(Lines of data)

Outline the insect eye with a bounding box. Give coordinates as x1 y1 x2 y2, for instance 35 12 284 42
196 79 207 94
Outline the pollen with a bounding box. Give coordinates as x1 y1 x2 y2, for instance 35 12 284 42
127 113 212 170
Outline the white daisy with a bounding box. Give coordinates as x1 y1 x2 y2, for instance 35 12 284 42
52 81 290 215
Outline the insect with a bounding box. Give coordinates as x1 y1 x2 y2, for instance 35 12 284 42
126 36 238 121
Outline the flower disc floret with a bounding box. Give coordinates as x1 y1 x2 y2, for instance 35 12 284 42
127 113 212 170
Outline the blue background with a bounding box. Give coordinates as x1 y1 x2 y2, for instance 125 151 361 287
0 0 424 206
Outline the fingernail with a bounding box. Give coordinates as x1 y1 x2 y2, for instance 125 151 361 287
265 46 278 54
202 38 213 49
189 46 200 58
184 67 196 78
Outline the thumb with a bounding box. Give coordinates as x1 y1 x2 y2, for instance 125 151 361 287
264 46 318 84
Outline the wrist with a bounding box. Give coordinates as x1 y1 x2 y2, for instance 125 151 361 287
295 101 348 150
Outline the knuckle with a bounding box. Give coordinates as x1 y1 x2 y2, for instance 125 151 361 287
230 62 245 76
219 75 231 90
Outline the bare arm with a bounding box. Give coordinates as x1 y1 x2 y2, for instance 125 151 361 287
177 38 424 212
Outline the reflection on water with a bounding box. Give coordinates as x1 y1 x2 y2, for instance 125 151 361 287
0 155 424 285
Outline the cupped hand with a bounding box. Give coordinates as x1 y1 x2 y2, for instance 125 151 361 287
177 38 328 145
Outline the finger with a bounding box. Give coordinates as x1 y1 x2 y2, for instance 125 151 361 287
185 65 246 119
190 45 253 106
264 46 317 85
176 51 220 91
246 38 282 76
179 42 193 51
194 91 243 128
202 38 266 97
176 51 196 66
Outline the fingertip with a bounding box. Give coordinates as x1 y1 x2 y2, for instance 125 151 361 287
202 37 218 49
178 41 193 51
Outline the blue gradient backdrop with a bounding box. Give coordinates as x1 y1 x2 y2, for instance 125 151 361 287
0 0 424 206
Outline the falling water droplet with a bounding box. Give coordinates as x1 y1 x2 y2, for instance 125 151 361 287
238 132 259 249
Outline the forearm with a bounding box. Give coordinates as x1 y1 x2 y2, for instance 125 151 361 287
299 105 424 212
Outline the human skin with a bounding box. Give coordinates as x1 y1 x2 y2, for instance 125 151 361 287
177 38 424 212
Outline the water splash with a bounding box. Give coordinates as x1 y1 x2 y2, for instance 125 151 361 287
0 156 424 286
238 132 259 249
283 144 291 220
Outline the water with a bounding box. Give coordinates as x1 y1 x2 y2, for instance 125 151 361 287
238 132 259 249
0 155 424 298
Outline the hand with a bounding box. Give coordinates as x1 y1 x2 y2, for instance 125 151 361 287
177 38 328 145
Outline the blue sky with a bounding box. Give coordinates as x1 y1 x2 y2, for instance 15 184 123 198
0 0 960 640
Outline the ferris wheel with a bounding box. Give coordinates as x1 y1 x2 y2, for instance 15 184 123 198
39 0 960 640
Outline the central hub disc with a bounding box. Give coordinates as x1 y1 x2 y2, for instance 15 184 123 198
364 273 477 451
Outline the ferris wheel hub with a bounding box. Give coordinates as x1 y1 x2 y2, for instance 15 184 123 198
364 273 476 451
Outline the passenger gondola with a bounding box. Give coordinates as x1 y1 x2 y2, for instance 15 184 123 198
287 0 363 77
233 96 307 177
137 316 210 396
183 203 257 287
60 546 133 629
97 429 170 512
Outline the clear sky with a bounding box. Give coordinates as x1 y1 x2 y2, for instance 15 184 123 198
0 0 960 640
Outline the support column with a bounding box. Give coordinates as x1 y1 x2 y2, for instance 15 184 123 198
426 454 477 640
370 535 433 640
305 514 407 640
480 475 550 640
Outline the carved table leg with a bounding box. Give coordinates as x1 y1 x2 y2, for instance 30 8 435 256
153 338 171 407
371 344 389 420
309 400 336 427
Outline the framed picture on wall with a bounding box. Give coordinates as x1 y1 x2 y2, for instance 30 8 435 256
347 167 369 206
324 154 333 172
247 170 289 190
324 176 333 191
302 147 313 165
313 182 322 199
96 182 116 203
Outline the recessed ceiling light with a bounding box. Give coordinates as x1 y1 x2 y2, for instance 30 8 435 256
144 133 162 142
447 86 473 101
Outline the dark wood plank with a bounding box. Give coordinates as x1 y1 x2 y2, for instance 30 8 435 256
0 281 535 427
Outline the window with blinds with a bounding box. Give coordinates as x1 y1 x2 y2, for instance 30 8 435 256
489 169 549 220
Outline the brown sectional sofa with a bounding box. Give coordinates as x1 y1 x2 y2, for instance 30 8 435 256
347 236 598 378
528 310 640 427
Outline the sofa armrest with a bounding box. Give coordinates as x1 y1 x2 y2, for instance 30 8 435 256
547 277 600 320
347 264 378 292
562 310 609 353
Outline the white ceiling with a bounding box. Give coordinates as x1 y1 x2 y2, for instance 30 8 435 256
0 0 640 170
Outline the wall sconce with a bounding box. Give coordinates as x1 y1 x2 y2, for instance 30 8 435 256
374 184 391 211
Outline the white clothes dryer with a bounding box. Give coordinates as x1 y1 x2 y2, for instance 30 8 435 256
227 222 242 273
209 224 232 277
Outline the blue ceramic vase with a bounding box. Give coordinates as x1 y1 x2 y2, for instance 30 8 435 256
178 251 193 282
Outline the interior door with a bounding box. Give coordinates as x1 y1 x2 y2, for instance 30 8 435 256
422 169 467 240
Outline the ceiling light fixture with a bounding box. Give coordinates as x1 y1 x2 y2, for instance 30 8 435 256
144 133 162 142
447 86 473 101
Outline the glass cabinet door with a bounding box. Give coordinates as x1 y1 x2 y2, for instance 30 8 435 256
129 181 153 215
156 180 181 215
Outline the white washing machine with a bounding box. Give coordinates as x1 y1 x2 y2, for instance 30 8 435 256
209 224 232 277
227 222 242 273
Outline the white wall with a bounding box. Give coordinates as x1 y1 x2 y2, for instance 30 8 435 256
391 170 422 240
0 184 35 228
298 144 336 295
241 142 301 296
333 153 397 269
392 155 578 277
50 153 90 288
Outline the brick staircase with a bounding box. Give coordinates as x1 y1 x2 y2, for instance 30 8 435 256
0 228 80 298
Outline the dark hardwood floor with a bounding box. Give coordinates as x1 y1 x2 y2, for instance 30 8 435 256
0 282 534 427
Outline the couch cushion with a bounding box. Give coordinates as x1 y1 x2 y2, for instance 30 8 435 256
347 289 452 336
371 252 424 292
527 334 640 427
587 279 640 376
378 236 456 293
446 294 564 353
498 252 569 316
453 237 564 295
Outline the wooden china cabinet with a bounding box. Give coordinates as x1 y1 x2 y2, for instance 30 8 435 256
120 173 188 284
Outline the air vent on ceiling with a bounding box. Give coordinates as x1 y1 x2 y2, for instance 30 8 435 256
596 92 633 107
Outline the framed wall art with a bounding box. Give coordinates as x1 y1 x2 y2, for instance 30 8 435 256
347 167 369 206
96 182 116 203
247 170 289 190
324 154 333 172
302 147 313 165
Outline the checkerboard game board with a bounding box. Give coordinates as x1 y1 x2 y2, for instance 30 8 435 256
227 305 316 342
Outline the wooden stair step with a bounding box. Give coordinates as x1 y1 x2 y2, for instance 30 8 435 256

- _What is expected_:
Copy out the records above, starting with the line with "Outline the pollen" and going on through the line with "295 101 348 150". Multiply each coordinate in the answers by 1.75 and round it to a whole number, with halves rounding up. Keep every other line as it is, including its sample numbers.

- _Exercise solution_:
Outline the pollen with a bounding box. Give coordinates as x1 y1 x2 y2, for instance 35 12 284 42
222 198 371 298
Outline the white daisy with a bounding box. Give coordinates as x1 y1 x2 y2, for instance 35 12 284 42
91 142 508 376
Outline the insect with a bounding box. Give coordinates as x1 y1 x2 y2, for instance 35 12 284 42
221 63 417 212
Outline the flower disc floret with a bounding box. Give coordinates as x1 y1 x2 y2, for instance 35 12 284 42
222 198 371 298
Outline the blue background with a bounding box. Give coordinates as x1 y1 x2 y2, for instance 125 151 361 287
0 0 742 361
Outline the fingernail with a bounding box. Give coordinates as x1 y1 x2 y2, for instance 125 151 361 287
464 81 487 95
354 67 373 86
331 81 350 102
322 117 343 137
Outline the thumb with a bounding box. Give coordinates as x1 y1 x2 y2, for instance 125 151 361 287
462 81 557 147
Outline the wrist with a bounding box. Give coordinates as x1 y1 x2 y2, for instance 125 151 361 287
516 177 609 263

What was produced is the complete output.